THE TASK: Output exactly the lines that run from the line with "target: porch column" to the end of the material, both ends included, and no other lines.

▬▬▬▬▬▬

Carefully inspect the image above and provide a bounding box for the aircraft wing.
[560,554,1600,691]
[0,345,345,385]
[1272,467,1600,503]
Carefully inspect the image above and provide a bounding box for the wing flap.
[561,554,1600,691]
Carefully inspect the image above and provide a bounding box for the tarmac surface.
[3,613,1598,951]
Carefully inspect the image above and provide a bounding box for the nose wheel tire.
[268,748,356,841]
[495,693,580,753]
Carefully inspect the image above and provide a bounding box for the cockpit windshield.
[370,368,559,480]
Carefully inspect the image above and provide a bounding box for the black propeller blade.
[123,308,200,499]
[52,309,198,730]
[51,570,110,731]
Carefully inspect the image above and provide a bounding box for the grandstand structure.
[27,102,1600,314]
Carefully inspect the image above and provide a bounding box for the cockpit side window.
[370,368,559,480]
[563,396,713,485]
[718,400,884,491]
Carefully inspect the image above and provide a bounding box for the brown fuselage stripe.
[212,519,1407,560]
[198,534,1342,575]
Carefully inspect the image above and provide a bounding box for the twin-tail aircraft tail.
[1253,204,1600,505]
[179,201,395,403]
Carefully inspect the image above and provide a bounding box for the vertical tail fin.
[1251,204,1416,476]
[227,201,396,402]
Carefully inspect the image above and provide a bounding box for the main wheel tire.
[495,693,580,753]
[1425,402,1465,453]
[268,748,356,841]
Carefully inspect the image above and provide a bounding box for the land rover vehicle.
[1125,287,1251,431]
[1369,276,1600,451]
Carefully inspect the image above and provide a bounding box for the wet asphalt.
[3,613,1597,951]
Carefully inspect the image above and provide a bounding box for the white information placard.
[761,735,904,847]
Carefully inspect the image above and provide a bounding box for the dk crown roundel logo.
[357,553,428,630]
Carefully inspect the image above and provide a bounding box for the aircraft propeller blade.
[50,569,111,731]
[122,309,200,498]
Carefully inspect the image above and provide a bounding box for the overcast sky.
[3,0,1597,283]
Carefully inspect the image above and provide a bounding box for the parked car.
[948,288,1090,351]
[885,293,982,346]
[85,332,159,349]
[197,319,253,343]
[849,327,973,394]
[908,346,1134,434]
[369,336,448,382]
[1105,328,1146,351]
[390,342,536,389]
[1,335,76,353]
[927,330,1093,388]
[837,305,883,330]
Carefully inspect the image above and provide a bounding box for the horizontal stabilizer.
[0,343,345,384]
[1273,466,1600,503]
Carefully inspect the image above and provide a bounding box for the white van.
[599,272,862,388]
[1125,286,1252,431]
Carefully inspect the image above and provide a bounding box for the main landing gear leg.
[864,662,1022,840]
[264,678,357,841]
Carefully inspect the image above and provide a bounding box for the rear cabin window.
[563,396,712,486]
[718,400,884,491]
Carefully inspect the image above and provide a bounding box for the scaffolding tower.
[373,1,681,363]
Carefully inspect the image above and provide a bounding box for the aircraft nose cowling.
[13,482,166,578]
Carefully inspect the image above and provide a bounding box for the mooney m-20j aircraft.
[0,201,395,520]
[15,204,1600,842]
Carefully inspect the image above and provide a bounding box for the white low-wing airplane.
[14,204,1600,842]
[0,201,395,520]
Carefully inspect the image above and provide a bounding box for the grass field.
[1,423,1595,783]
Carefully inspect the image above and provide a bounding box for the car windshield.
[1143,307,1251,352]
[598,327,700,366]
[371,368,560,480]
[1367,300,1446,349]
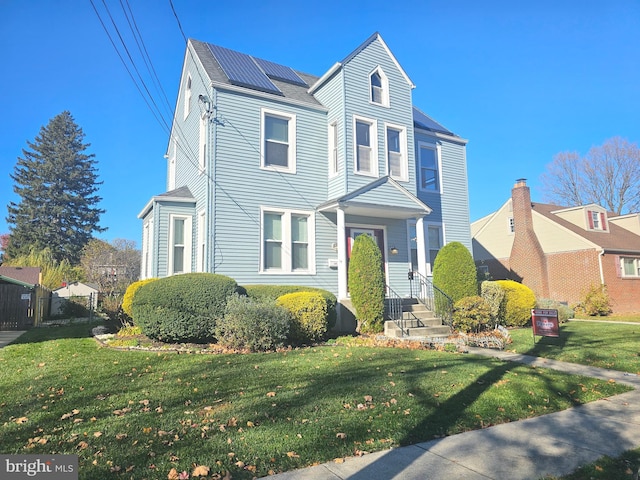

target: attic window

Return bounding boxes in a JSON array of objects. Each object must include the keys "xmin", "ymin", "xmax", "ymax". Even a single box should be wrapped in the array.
[
  {"xmin": 588, "ymin": 210, "xmax": 607, "ymax": 231},
  {"xmin": 370, "ymin": 67, "xmax": 389, "ymax": 107}
]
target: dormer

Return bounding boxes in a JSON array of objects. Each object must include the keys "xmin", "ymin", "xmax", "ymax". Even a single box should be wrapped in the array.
[
  {"xmin": 609, "ymin": 213, "xmax": 640, "ymax": 235},
  {"xmin": 552, "ymin": 204, "xmax": 609, "ymax": 233},
  {"xmin": 369, "ymin": 66, "xmax": 389, "ymax": 107}
]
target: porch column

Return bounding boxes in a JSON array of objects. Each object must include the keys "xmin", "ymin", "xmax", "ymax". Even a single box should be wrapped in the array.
[
  {"xmin": 416, "ymin": 216, "xmax": 428, "ymax": 278},
  {"xmin": 337, "ymin": 207, "xmax": 347, "ymax": 299}
]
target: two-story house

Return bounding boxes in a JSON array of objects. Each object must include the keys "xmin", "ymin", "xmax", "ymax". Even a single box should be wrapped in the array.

▬▬▬▬▬▬

WRITTEN SOLUTION:
target: porch column

Return bounding boxes in a JSON array of objects. Each object must include the keys "xmin", "ymin", "xmax", "ymax". Even a single box should be wrapped in the array.
[
  {"xmin": 416, "ymin": 216, "xmax": 428, "ymax": 278},
  {"xmin": 337, "ymin": 207, "xmax": 347, "ymax": 299}
]
target: two-story house

Return bounding boxes in a JSON array of objects. Each object must include the keys "xmin", "ymin", "xmax", "ymax". Even a single box should be wrapped in the array.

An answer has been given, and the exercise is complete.